▸ **WHAT YOU WILL DO**
Omit all pictures, then print the entries exactly.

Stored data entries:
- Opening Delimiter -
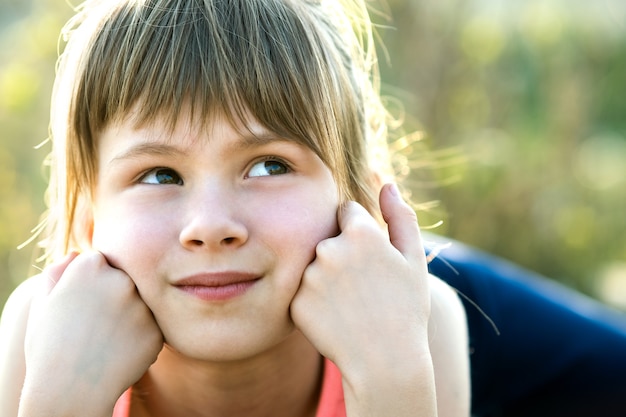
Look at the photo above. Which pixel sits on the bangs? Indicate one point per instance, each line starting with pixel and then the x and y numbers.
pixel 236 57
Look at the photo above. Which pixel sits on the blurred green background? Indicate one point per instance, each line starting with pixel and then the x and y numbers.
pixel 521 105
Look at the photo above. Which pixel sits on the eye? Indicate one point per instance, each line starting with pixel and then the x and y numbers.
pixel 161 176
pixel 268 167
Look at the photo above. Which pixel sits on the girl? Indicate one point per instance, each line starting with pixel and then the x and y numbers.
pixel 214 238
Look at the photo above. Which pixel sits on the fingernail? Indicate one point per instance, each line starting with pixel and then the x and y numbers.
pixel 393 189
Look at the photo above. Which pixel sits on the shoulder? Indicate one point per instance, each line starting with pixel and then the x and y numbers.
pixel 446 307
pixel 448 340
pixel 12 333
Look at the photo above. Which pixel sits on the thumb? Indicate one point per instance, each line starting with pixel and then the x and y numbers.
pixel 54 271
pixel 401 220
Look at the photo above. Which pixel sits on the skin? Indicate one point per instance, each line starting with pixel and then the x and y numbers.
pixel 170 207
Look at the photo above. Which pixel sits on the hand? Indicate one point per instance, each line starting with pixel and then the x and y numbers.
pixel 364 301
pixel 89 337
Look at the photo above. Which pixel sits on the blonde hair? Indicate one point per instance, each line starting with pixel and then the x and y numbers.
pixel 305 69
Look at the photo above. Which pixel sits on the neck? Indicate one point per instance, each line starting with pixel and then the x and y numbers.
pixel 284 381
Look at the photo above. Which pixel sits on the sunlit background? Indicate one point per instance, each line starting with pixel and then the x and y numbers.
pixel 520 104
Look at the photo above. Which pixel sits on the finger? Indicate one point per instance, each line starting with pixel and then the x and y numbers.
pixel 353 212
pixel 54 271
pixel 401 220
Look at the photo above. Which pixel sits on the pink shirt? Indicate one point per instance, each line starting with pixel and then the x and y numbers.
pixel 331 400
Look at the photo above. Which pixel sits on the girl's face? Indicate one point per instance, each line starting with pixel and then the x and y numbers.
pixel 214 226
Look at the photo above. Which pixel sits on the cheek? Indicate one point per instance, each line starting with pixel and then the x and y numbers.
pixel 299 225
pixel 127 238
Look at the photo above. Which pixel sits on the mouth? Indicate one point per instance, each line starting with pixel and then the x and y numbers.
pixel 220 286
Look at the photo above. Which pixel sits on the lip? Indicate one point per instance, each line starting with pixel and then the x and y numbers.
pixel 217 286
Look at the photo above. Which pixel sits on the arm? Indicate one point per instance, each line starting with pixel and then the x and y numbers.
pixel 12 333
pixel 368 304
pixel 88 337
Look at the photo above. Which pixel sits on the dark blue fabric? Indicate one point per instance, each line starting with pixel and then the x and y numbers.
pixel 555 352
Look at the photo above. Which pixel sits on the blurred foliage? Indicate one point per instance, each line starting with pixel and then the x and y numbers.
pixel 520 105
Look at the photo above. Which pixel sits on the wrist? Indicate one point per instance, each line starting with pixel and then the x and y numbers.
pixel 62 399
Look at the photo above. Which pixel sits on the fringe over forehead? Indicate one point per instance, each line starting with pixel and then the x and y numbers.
pixel 300 67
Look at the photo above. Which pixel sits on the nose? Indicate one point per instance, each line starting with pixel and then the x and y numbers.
pixel 212 221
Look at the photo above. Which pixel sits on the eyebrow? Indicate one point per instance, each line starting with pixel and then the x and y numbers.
pixel 147 149
pixel 164 149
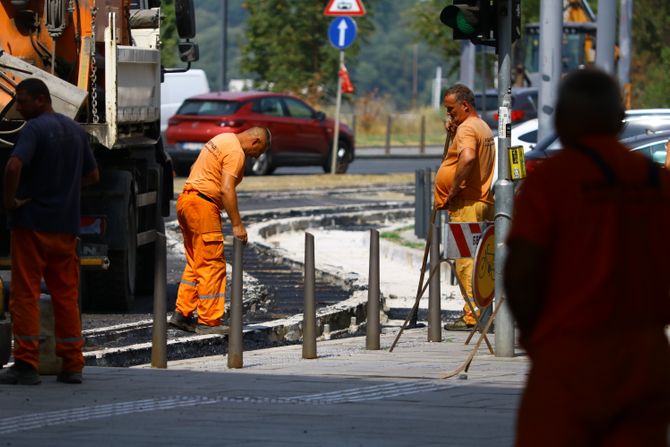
- Closing Delimiter -
▸ **EXERCISE ANSWER**
Look at the photo above. Which pixel sits on the bangs? Indicate one point per instance, each line starting with pixel and then the x and y numbers.
pixel 236 57
Look at the photo above. Which pixel sits on the blurred green background? Indicate one point per instance, each line starting with pixel and then the x and y numbers.
pixel 521 105
Look at the photo above. Which pixel sits on the eye? Indicate one point per instance, each line starting with pixel and then the x and y numbers.
pixel 161 176
pixel 268 167
Look at the photo above. Which pixel sits on the girl? Indicate one point per instance, each line starting with pixel and then the x and y numbers.
pixel 214 238
Look at the photo above. Which pixel sits on the fingernail? Indicate one point per instance, each line starting with pixel and then the x and y numbers.
pixel 393 189
Look at the photo above. Which pixel sits on the shoulder? Indicate one point per instance, each line starting with pixel and then the x and y numbers.
pixel 446 307
pixel 448 340
pixel 12 333
Look at the photo above. Which pixel sits on the thumb? Indicate one point per instance, each line starting with pixel and then the x and y numbers.
pixel 54 271
pixel 401 220
Look at the photo above. Which pixel sits on the skin? Indicate one point per instance, each line starting with pixel and then the x and y numbers.
pixel 170 207
Look at the photo above. Which pixel sits on the hand? Indicate one point per instance, each line starting with pixel and then the x and y numbers.
pixel 364 301
pixel 89 337
Look at the photo above. Which pixel sits on the blonde hair? Indicate one point per instance, each line starting with pixel and then the x and y numbers.
pixel 305 69
Look at the photo above. Which pixel sits on the neck? Indicate one point per instance, each line starting with pixel and then the x and y numbers.
pixel 284 381
Look at the photo above. Which pixel sits on the sunlit background? Indicate one point per instance, each line starting with pixel and then the x and y numbers.
pixel 520 104
Look at the photo above. Which pixel sits on the finger? Indicate one point per instance, each line starting with pixel and then the x and y numbers.
pixel 353 212
pixel 54 271
pixel 401 220
Look at the photo above. Which pixel sits on the pink shirt? Indicate one point per instance, each line starting with pixel and then the x and y numbers.
pixel 331 400
Look at the photo above. Which pixel sits on the girl's face? Indicate one point per instance, each line starting with pixel and then the x and y numbers.
pixel 214 226
Look at the photo above. Which pixel sits on the cheek? Indicate one point per instance, each line starting with pixel and then the x and y numbers.
pixel 299 225
pixel 127 238
Look at the photo above. Which pixel sits on the mouth? Indicate one point per instance, each line starting with pixel and then the x and y numbers.
pixel 220 286
Look at the photo above. Which pixel sits on the lip? Indicate one point per instance, each line starting with pixel and then the x and y numbers.
pixel 217 286
Look at the photo above. Which pixel sits on the arm? Indicate one point per instance, each line starting with pixel and then the x and y numbers.
pixel 12 333
pixel 368 304
pixel 88 337
Look at the photo above. Which pixel sits on the dark blue fabric? Indicate one point per instance, each line starting with pixel and then the x and y numbers.
pixel 555 352
Look at the photo above. Which pixel sits on the blurred foliage? Indicate one point per instance, each line starting with pixel and then the x and y numbers.
pixel 520 105
Look at the photo above. Which pixel sits on the wrist? Indicate one point per instance, each line starting with pixel and then the x and y numbers.
pixel 62 399
Look at the photo above. Which pixel sits on the fringe over forehead? Indicate one point per instance, each line starting with pixel and then the x and y numbers.
pixel 300 67
Look at the photo above. Which pixel sits on the nose? Indicate one point per instance, each line starting with pixel and then the x and y numbers.
pixel 212 221
Look at the photo above. Which pixel sits on the eyebrow? Indicate one point per instance, each line starting with pixel and then the x and y numbers.
pixel 147 149
pixel 164 149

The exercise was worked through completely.